▶ [INPUT]

= = = =

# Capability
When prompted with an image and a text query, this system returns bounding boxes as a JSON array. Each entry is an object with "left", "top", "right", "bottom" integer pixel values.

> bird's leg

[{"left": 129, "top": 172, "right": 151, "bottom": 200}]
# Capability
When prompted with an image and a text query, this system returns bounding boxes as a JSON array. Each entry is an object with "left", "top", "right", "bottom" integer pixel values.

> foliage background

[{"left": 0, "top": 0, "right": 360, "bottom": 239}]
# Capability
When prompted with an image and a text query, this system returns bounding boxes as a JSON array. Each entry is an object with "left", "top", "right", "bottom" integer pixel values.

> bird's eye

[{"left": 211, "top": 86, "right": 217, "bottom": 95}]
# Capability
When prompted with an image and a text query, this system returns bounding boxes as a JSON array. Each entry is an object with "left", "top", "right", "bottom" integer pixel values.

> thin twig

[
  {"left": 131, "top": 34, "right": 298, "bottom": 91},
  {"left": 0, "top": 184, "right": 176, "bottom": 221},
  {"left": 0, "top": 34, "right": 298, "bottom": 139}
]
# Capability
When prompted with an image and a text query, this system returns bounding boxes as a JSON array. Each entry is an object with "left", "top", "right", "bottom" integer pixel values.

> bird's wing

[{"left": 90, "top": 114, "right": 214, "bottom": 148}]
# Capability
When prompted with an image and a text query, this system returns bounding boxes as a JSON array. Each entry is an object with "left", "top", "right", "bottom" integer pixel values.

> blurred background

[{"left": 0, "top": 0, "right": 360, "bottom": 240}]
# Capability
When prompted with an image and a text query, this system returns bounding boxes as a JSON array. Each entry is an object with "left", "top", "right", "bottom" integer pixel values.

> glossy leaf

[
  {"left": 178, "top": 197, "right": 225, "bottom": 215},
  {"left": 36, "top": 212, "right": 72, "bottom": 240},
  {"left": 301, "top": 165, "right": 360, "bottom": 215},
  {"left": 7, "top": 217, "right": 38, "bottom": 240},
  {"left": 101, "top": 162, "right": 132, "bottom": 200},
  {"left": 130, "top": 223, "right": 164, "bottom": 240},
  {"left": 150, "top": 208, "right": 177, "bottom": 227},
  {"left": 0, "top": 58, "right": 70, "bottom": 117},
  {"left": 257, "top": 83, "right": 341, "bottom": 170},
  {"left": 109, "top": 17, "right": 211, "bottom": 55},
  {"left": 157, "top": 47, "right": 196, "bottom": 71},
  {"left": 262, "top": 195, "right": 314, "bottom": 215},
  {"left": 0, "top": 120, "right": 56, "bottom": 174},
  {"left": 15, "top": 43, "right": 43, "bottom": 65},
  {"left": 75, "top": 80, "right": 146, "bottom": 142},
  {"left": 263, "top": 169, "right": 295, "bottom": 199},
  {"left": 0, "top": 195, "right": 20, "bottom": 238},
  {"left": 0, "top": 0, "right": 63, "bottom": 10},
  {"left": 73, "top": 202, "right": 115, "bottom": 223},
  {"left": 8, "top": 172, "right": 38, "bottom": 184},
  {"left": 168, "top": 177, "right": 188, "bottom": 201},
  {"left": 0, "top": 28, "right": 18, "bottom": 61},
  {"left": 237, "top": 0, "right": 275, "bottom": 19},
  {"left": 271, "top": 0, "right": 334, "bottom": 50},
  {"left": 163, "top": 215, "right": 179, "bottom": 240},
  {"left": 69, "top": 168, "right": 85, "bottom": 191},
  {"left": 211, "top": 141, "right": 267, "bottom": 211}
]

= = = =

▶ [REQUIREMENT]
State how many lines in the listing above contain the string "background", with case counting. Reply with the number alone.

▶ [THE OUTPUT]
2